* [Your goal]: Reproduce verbatim the final portion of the material below, from the line containing "the green foliage" through its last line, and nothing else.

* [Entries provided]:
* start *

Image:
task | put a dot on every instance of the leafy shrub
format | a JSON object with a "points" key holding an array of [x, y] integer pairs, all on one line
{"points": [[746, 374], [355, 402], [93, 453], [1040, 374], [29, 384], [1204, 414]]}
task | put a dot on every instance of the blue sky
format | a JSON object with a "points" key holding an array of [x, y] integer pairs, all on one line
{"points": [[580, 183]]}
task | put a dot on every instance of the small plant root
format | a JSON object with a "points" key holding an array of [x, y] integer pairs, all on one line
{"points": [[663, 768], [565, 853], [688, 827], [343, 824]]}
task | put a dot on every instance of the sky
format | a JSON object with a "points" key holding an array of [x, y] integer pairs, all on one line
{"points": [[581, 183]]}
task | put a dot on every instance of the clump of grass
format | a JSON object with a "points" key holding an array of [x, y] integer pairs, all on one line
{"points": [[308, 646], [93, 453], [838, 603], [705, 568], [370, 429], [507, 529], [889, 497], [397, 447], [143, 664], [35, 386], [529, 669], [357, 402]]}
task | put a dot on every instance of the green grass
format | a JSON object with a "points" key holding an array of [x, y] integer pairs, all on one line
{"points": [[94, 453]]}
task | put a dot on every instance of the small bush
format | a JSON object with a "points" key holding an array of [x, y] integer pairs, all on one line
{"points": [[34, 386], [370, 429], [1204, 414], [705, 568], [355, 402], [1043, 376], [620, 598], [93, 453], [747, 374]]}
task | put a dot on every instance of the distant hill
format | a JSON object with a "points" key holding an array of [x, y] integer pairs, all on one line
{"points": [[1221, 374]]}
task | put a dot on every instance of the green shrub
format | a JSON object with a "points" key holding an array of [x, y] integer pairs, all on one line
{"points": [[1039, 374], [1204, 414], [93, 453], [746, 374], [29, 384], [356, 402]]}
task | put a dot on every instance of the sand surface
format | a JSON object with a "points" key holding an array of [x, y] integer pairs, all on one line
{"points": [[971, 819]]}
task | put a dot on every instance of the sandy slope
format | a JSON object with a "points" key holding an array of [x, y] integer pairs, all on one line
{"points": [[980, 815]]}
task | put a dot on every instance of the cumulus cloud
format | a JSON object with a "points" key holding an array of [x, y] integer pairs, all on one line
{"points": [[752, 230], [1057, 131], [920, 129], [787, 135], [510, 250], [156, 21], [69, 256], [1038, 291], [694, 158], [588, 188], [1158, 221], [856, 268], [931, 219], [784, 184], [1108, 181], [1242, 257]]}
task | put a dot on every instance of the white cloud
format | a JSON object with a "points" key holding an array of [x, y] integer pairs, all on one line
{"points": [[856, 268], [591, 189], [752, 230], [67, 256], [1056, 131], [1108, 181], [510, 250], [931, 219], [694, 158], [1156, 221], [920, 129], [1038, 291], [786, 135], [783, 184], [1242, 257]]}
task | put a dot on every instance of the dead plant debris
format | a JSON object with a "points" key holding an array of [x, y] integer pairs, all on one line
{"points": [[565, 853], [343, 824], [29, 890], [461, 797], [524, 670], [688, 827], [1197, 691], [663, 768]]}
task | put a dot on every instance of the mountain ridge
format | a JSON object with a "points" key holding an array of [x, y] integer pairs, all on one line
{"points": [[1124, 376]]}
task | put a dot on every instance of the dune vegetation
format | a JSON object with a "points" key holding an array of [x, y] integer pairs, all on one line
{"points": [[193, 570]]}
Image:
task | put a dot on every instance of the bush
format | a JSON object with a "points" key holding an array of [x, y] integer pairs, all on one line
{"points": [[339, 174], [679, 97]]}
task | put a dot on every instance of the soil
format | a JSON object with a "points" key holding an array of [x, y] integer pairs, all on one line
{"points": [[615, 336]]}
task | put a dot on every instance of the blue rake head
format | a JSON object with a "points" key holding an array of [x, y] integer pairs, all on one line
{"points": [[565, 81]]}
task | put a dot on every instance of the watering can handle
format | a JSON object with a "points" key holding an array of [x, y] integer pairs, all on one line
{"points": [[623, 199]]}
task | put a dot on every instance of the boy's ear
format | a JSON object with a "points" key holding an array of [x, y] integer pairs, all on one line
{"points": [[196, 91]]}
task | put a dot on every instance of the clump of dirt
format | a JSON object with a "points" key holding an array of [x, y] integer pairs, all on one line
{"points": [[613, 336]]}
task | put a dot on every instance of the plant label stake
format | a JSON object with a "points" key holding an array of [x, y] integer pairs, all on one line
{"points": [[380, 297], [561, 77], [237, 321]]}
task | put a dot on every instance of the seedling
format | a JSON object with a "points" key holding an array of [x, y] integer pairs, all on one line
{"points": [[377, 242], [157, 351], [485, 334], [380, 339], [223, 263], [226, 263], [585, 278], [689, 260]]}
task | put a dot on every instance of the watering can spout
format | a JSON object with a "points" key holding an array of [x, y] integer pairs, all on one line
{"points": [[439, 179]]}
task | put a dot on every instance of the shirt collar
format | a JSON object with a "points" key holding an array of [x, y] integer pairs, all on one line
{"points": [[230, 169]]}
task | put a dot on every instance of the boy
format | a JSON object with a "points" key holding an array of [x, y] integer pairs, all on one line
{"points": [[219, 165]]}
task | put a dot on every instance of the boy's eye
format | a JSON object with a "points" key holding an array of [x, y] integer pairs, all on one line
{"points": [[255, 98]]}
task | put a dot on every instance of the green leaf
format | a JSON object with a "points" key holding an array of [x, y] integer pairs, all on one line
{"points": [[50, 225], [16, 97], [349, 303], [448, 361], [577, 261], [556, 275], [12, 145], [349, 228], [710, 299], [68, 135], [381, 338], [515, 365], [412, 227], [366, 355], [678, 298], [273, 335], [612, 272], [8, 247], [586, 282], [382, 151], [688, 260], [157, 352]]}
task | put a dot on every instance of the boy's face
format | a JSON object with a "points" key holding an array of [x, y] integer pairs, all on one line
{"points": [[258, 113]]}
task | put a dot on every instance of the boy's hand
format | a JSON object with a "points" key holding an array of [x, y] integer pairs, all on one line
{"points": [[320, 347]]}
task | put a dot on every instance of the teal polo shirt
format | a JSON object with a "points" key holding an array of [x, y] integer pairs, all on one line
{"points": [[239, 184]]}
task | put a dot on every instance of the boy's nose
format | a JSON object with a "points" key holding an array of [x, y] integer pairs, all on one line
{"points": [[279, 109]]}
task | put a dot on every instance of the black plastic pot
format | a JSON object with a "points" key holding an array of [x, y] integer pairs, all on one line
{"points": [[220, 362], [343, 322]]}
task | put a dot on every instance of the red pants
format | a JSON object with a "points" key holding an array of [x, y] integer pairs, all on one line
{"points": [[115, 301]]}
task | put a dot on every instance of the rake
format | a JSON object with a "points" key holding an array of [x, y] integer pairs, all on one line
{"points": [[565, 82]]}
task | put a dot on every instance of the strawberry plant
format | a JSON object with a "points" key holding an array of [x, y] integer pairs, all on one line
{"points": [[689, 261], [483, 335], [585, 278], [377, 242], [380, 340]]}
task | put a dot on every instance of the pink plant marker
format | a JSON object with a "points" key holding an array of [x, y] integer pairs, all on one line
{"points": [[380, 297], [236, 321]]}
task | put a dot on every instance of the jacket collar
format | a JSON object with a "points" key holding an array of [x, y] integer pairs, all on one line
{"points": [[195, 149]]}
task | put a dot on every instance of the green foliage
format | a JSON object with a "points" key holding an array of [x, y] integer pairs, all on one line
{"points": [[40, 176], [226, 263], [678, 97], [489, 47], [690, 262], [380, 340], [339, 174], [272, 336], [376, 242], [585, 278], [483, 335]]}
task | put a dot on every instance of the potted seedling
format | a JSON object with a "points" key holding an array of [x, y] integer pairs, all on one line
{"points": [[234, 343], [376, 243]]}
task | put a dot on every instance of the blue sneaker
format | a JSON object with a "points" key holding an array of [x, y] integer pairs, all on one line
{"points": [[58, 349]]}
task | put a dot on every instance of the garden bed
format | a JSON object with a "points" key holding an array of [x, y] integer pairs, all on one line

* end *

* [Answer]:
task | put a dot on every instance of the green foliage
format | a JSON object with a "points" key holding an array of [x, y] integer pairs, all on one line
{"points": [[40, 176], [226, 263], [678, 97], [489, 47], [690, 262], [380, 340], [339, 174], [272, 336], [376, 242], [585, 278], [483, 335]]}
task | put a dot on every instance of the potted seedling
format | a JSON object with a "points" key holding an array of [x, y] integer pairs, all on one line
{"points": [[234, 343], [376, 243]]}
task | put a dot on every instance of the blue sneaker
format | a JSON object with a "points" key holding an array of [x, y] integer pairs, all on one line
{"points": [[58, 349]]}
task | put a dot on every instance of the garden bed
format | a JSON object with a "points" key holding an array of [x, y] integer pairs, all on one line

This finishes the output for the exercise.